The question of whether friendships at work are professionally appropriate is settled by the data. Gallup's ongoing research into employee engagement has consistently found that having a best friend at work is one of the twelve core engagement factors — predictive of higher productivity, better customer outcomes, lower absenteeism and significantly higher retention rates. This is not a soft finding. It is one of the most replicated correlations in organisational psychology.
A Gallup meta-analysis of more than 15 million employees across 172 countries found that employees who have a close friend at work are 43% more likely to report having received praise in the last week, 37% more likely to feel their opinions count, and significantly more likely to stay with their organisation. The social dimension of work is not separate from performance — it is foundational to it.
increase in job satisfaction when employees have close work friendships (Gallup)
more likely to receive recognition among employees with a work best friend
higher profitability in teams with high social cohesion (Gallup, 2020)
The corporate instinct to separate the personal from the professional reflects a model of work that the evidence does not support. Research by Dutton and Heaphy (2003) on "high-quality connections" in the workplace found that even brief, positive interactions between colleagues activate physiological systems associated with safety, openness and creative thinking — while low-quality or adversarial interactions trigger threat responses that narrow cognitive function.

* [Request 1]: Please rewrite the passage of the workplace friendship text that opens with "increase in job" and closes with "narrow cognitive function.", switching "colleagues" to "coworkers".
The workplace friendship text and the rows were taken from separate sources.

* [Data in this exercise]:

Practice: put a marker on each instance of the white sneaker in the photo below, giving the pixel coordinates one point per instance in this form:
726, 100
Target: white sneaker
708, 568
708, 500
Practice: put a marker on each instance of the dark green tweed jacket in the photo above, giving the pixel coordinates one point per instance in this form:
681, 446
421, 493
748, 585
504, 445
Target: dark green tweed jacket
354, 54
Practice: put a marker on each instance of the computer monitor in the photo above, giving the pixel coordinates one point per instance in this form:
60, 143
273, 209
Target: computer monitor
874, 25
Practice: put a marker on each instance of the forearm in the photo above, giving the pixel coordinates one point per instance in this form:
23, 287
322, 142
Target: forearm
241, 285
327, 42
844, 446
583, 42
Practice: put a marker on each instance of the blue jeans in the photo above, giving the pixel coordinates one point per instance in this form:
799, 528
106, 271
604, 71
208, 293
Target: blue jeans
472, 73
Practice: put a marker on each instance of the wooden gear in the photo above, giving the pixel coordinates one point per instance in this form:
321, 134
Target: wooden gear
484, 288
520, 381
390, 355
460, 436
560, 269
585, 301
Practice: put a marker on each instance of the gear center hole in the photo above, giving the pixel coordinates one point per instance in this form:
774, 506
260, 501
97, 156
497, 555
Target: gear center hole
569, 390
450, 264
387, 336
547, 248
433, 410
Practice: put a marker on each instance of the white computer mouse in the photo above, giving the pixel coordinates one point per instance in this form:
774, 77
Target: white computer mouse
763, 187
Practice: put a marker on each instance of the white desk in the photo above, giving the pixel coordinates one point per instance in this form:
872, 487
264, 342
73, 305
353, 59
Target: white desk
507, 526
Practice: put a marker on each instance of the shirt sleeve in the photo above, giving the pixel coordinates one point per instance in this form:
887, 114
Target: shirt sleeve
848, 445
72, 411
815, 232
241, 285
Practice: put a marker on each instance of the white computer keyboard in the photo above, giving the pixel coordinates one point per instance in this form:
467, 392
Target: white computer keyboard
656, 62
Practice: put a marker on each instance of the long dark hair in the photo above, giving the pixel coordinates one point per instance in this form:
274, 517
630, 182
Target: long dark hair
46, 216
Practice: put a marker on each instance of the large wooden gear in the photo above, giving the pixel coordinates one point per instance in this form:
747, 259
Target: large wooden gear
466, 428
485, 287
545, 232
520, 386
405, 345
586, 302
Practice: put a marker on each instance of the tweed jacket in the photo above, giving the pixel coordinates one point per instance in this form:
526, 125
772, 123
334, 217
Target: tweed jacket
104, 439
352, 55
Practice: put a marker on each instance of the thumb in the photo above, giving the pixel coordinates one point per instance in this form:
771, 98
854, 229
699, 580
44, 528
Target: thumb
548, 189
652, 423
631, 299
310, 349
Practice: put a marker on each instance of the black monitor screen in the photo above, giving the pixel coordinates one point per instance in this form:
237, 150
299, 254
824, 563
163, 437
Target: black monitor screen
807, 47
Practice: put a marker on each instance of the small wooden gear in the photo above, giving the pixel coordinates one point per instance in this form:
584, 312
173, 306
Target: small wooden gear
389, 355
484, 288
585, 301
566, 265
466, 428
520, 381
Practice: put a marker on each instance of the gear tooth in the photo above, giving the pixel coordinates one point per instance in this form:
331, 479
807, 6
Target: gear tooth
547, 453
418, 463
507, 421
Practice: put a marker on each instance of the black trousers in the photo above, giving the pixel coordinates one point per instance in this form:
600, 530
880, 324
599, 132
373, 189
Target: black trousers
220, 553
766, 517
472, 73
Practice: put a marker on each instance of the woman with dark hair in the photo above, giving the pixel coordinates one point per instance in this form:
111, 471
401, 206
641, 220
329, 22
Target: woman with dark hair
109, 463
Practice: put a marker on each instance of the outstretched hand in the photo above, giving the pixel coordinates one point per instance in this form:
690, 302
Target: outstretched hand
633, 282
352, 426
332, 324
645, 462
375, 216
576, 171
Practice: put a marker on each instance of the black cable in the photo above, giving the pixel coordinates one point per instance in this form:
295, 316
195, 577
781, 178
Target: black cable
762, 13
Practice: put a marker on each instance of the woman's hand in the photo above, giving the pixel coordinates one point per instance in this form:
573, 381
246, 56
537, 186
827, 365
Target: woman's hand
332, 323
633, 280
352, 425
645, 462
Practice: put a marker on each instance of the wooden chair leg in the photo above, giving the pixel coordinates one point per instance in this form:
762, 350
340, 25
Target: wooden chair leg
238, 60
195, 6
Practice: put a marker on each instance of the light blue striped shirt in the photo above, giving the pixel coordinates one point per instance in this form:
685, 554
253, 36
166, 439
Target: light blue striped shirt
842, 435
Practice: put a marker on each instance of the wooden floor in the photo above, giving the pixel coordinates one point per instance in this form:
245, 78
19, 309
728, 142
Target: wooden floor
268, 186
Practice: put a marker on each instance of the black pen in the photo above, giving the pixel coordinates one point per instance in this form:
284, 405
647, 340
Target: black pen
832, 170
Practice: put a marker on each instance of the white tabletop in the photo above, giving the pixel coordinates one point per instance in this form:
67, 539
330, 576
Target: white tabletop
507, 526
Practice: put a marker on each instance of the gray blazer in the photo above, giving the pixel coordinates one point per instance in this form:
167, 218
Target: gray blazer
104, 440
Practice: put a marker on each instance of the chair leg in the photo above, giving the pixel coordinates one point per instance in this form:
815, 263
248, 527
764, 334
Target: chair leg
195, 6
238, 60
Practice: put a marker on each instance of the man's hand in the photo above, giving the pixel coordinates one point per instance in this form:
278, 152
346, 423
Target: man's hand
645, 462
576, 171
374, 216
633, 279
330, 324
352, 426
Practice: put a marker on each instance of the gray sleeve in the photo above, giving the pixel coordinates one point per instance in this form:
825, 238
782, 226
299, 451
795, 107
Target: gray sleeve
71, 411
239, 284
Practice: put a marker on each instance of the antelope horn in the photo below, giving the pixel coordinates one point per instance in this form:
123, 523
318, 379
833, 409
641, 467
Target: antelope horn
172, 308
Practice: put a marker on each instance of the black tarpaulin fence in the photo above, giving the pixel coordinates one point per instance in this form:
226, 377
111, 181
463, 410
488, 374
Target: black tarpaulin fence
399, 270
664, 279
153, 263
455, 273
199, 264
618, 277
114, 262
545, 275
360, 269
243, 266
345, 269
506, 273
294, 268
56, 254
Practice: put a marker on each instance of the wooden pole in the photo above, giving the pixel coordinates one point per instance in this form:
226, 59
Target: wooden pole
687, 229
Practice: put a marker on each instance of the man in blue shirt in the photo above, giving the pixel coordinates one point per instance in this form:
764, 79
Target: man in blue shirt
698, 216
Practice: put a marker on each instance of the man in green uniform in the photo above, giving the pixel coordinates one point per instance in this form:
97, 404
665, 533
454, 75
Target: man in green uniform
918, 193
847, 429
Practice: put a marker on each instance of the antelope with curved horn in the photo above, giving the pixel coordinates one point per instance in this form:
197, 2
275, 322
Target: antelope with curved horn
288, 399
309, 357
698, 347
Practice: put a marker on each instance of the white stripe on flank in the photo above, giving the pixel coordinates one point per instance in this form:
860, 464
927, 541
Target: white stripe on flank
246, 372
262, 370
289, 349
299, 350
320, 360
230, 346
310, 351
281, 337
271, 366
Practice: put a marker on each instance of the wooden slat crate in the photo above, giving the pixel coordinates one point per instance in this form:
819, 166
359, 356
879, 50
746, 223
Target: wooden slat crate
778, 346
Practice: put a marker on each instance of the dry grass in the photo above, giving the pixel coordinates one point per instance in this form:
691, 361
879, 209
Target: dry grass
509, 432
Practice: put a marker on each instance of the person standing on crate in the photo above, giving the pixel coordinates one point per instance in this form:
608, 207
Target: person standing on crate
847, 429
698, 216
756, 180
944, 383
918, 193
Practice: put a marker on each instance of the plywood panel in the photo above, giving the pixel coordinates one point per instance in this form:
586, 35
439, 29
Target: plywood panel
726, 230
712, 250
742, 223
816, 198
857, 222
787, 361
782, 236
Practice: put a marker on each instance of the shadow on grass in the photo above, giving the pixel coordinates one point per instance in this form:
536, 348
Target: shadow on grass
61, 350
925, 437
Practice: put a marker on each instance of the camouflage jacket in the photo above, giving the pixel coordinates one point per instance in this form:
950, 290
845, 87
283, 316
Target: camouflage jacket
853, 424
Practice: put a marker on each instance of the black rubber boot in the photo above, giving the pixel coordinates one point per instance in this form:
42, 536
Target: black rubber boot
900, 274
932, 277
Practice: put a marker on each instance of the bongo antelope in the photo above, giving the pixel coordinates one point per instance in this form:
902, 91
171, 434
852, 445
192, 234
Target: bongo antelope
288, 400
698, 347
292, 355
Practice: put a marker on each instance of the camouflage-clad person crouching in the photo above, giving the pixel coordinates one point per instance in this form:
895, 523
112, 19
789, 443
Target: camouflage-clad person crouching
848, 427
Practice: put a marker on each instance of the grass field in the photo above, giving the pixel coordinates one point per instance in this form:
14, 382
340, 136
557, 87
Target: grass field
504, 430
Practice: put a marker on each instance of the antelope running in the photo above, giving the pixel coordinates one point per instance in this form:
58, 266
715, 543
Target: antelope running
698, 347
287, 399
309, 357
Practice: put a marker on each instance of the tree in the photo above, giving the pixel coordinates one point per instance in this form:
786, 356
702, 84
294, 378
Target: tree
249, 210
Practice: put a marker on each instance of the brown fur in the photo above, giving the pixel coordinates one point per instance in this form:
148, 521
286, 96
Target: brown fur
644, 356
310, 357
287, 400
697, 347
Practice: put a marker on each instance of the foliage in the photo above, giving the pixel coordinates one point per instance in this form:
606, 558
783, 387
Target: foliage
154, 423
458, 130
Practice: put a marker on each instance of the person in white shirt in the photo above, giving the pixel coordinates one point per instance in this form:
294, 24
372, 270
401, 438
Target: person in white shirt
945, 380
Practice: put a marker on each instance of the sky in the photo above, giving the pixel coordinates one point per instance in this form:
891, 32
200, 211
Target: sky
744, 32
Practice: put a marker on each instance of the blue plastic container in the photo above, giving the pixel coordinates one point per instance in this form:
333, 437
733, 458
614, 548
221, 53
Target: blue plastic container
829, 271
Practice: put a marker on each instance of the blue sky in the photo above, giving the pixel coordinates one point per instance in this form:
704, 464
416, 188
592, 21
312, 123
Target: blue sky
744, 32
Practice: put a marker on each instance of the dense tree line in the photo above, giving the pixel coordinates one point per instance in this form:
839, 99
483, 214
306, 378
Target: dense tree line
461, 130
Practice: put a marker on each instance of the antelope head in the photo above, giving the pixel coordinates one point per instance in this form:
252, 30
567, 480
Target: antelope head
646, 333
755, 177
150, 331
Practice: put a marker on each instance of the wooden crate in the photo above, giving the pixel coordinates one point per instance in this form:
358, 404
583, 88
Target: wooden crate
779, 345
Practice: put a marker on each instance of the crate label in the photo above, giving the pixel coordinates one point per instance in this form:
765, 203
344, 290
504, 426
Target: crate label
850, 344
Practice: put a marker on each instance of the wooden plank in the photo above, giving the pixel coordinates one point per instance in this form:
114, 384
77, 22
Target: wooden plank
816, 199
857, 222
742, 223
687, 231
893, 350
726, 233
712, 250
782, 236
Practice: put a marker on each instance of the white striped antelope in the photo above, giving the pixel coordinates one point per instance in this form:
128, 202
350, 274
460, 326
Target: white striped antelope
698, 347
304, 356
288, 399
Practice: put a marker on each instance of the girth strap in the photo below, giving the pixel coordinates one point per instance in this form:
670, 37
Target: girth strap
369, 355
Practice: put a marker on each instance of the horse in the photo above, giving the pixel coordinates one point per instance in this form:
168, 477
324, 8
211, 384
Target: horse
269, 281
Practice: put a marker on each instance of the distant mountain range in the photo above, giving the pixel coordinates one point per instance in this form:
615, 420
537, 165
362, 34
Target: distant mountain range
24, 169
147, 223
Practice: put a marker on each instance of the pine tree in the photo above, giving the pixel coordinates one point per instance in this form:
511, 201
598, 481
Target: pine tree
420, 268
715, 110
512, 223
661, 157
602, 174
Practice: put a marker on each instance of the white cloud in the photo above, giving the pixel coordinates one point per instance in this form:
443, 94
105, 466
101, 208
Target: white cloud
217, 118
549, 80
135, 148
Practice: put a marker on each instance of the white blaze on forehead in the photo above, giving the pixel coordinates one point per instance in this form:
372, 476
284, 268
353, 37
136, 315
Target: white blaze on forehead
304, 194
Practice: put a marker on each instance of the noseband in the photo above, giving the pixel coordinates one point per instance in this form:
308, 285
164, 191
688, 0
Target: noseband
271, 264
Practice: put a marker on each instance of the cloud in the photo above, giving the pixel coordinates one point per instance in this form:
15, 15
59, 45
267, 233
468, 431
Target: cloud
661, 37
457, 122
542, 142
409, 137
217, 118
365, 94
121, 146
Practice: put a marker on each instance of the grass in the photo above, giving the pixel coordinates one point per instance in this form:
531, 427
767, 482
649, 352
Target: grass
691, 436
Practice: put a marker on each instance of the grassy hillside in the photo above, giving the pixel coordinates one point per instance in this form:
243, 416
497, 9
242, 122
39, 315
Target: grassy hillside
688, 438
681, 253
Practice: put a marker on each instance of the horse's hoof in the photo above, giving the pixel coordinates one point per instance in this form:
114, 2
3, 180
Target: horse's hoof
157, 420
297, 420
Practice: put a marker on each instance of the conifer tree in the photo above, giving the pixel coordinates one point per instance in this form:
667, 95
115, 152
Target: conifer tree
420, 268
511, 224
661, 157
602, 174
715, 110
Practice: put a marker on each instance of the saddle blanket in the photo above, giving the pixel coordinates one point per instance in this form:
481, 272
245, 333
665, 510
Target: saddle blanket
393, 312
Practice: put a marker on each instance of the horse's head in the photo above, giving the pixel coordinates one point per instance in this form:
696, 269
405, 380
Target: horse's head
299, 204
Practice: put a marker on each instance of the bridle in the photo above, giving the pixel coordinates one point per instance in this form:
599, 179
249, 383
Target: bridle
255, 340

* [Request 2]: Collect every row that contains the word "hillside".

* [Reply 1]:
increase in job satisfaction when employees have close work friendships (Gallup)
more likely to receive recognition among employees with a work best friend
higher profitability in teams with high social cohesion (Gallup, 2020)
The corporate instinct to separate the personal from the professional reflects a model of work that the evidence does not support. Research by Dutton and Heaphy (2003) on "high-quality connections" in the workplace found that even brief, positive interactions between coworkers activate physiological systems associated with safety, openness and creative thinking — while low-quality or adversarial interactions trigger threat responses that narrow cognitive function.

* [Reply 2]:
Practice: put a marker on each instance of the grassy hillside in the photo above, giving the pixel coordinates one point per instance in this form:
Target: grassy hillside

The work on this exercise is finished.